I've also noticed the expansions of these late years Goldsmith scores getting 'above and beyond' praise. I think it does have a lot to do with the state of current scores, causing a re-evaluation of these Goldsmith scores that were, at the time, considered dull and repetitive by many fans, in comparison to his stellar work of the 60's, 70's and early/mid 80's.
I've almost fallen into the trap of thinking 'wow, sounds amazing, must get it', but having been unable to sit through the expanded Nemesis and seeing the comment above about this score reminding a listener of U.S Marshals in a good way (!!), I will remember which era Goldsmith I enjoy and act accordingly.

 
 Posted:   Mar 22, 2014 - 6:42 AM   
 By:   Shaun Rutherford   (Member)

I've also noticed the expansions of these late years Goldsmith scores getting 'above and beyond' praise. I think it does have a lot to do with the state of current scores, causing a re-evaluation of these Goldsmith scores that were, at the time, considered dull and repetitive by many fans, in comparison to his stellar work of the 60's, 70's and early/mid 80's.
I've almost fallen into the trap of thinking 'wow, sounds amazing, must get it', but having been unable to sit through the expanded Nemesis and seeing the comment above about this score reminding a listener of U.S Marshals in a good way (!!), I will remember which era Goldsmith I enjoy and act accordingly.


Agree! Just like how the movie The Sum Of All Fears plays way better than it did a decade ago, the score sounds better because of how poor Hollywood has gotten in most every capacity.

Affleck's Jack Ryan was all right until he started running. I could actually see him making a much better Jack Ryan NOW, oddly enough.

 
 
 Posted:   Mar 26, 2014 - 10:06 AM   
 By:   Willgoldnewtonbarrygrusin   (Member)
——
Task a
Pull out every line of the rows that contains the string "siding", matching case.
The forum thread and the rows come from unrelated sources.
——
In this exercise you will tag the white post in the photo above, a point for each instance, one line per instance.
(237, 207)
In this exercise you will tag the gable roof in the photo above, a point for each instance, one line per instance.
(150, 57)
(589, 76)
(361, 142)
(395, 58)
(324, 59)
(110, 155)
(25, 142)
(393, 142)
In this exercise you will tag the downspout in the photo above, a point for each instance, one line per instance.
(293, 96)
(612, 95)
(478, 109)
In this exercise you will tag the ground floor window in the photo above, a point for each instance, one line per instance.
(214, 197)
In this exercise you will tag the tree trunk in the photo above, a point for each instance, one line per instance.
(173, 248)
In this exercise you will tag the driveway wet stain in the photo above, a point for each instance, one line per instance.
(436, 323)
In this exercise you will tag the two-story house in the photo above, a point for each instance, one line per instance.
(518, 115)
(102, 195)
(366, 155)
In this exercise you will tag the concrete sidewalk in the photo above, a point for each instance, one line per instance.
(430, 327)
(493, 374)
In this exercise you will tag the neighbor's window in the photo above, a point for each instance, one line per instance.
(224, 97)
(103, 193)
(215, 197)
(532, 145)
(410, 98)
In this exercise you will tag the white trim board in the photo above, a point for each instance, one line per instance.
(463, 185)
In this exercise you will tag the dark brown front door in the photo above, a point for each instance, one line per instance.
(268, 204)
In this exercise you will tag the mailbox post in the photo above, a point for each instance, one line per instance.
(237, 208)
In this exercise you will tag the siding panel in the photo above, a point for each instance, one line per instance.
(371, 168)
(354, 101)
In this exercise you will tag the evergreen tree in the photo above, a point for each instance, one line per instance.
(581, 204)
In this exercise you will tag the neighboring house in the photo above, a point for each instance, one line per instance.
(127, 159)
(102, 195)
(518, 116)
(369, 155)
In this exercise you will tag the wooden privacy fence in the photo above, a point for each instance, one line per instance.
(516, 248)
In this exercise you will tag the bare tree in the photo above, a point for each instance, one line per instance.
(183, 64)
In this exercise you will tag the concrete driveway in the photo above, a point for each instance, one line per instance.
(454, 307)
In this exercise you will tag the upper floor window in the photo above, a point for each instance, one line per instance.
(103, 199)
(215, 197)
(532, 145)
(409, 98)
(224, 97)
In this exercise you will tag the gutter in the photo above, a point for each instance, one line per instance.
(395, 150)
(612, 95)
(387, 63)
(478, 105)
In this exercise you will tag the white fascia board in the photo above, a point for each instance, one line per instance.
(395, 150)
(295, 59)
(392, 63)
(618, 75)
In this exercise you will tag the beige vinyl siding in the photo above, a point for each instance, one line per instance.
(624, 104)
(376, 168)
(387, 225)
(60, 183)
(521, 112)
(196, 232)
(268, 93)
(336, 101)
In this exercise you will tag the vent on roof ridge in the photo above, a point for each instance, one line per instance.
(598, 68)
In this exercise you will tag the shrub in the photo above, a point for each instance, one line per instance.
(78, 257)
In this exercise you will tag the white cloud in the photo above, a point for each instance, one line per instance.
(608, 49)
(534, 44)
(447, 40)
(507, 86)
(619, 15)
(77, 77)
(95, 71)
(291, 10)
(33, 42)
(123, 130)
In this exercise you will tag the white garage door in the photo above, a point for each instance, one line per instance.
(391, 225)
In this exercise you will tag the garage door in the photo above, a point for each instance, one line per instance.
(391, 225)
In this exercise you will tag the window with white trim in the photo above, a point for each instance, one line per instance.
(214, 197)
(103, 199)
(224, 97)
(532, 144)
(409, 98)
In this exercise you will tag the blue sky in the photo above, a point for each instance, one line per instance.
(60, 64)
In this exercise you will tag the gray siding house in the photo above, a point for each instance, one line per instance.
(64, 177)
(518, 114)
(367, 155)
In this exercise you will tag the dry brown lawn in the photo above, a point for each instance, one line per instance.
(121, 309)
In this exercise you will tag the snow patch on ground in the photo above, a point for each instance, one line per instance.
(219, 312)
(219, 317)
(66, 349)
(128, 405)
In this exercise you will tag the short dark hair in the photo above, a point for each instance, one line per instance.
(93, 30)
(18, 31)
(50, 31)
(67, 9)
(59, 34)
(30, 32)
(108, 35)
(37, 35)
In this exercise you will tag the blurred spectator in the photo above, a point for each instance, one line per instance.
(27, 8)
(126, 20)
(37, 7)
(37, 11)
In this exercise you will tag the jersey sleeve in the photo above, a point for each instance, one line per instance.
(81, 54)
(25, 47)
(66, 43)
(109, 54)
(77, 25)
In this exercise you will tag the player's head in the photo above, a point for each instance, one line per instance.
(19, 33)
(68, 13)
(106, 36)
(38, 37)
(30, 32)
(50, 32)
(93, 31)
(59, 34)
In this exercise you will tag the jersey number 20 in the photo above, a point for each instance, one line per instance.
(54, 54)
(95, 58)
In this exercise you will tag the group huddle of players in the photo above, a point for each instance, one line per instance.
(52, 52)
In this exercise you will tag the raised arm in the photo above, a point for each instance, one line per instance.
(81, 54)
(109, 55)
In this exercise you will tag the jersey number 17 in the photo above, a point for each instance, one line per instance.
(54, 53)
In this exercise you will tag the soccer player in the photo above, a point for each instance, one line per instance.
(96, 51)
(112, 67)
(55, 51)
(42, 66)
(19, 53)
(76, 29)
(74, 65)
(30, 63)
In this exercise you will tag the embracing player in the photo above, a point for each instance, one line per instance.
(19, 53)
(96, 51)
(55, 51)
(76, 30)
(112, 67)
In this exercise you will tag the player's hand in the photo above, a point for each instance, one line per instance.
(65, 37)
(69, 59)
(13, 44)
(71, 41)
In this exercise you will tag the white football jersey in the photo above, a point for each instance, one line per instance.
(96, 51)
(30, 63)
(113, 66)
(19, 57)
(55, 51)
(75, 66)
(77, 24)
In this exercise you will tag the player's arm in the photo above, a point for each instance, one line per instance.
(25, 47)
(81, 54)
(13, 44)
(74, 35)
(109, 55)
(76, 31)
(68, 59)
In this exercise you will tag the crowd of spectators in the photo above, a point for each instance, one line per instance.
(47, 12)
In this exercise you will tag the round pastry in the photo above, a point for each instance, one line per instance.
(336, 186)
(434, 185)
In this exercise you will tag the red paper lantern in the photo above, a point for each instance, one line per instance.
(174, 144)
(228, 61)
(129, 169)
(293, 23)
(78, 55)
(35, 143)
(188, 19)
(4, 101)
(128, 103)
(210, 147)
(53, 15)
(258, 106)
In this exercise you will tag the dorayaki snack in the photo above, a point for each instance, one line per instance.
——
Task b
Reproduce the forum thread in full, word for word.

Task answer a
In this exercise you will tag the siding panel in the photo above, a point for each instance, one line per instance.
In this exercise you will tag the beige vinyl siding in the photo above, a point for each instance, one line per instance.
In this exercise you will tag the gray siding house in the photo above, a point for each instance, one line per instance.

Task answer b
I've also noticed the expansions of these late years Goldsmith scores getting 'above and beyond' praise. I think it does have a lot to do with the state of current scores, causing a re-evaluation of these Goldsmith scores that were, at the time, considered dull and repetitive by many fans, in comparison to his stellar work of the 60's, 70's and early/mid 80's.
I've almost fallen into the trap of thinking 'wow, sounds amazing, must get it', but having been unable to sit through the expanded Nemesis and seeing the comment above about this score reminding a listener of U.S Marshals in a good way (!!), I will remember which era Goldsmith I enjoy and act accordingly.

 
 Posted:   Mar 22, 2014 - 6:42 AM   
 By:   Shaun Rutherford   (Member)

I've also noticed the expansions of these late years Goldsmith scores getting 'above and beyond' praise. I think it does have a lot to do with the state of current scores, causing a re-evaluation of these Goldsmith scores that were, at the time, considered dull and repetitive by many fans, in comparison to his stellar work of the 60's, 70's and early/mid 80's.
I've almost fallen into the trap of thinking 'wow, sounds amazing, must get it', but having been unable to sit through the expanded Nemesis and seeing the comment above about this score reminding a listener of U.S Marshals in a good way (!!), I will remember which era Goldsmith I enjoy and act accordingly.


Agree! Just like how the movie The Sum Of All Fears plays way better than it did a decade ago, the score sounds better because of how poor Hollywood has gotten in most every capacity.

Affleck's Jack Ryan was all right until he started running. I could actually see him making a much better Jack Ryan NOW, oddly enough.

 
 
 Posted:   Mar 26, 2014 - 10:06 AM   
 By:   Willgoldnewtonbarrygrusin   (Member)